* [What to produce] Could you copy out the items starting at the very first line and ending at the line containing "[340,498,387,538]", that line included, and nothing beyond it? Keep each request unchanged, but multiply every bounding-box coordinate in the answers by 1.65 and round it to a whole number, with halves rounding up.

* [Provided information]
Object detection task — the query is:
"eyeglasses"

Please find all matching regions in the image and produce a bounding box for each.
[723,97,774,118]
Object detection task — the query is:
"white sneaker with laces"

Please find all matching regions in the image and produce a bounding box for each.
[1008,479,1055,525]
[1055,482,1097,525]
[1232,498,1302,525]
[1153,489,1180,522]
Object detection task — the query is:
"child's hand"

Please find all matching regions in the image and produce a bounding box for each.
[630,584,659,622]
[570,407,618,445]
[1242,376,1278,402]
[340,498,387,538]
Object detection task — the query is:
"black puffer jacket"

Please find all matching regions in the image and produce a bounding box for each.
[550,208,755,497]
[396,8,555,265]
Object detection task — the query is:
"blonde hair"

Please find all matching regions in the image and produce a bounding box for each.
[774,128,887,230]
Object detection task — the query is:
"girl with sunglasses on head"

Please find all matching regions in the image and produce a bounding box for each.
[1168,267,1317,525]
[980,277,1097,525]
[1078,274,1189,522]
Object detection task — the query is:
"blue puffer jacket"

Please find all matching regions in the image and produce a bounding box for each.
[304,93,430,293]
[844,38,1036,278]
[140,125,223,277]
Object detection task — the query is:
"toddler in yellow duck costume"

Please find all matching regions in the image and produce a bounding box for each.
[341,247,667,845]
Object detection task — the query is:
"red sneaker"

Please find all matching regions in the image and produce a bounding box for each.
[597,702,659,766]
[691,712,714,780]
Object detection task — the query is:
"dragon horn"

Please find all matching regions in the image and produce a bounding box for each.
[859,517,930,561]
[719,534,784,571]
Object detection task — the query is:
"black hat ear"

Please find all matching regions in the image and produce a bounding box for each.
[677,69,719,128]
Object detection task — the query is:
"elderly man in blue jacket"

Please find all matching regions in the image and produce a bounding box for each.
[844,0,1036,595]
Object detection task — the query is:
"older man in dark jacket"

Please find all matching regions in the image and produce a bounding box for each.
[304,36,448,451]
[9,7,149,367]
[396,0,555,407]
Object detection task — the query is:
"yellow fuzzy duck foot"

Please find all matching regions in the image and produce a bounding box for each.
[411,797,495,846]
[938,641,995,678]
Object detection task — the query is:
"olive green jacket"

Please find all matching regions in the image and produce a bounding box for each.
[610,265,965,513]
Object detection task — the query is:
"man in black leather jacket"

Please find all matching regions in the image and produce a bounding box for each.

* [Expected output]
Object detection task — the query is:
"eyeglasses"

Please find all matching regions in the image and produce a bounding box for each.
[1193,160,1277,195]
Object detection task — the query is:
"white sneaker with laces"

Please find all matching regions in the image and produce a bounding box for each.
[1663,790,1741,866]
[1741,795,1810,866]
[2033,822,2148,866]
[1902,807,1947,861]
Object detection task — the query is:
"child's hand"

Please find all matching regions in the image and produce a bounding box for each.
[1040,964,1087,1026]
[941,672,1020,734]
[2049,620,2109,663]
[561,822,639,888]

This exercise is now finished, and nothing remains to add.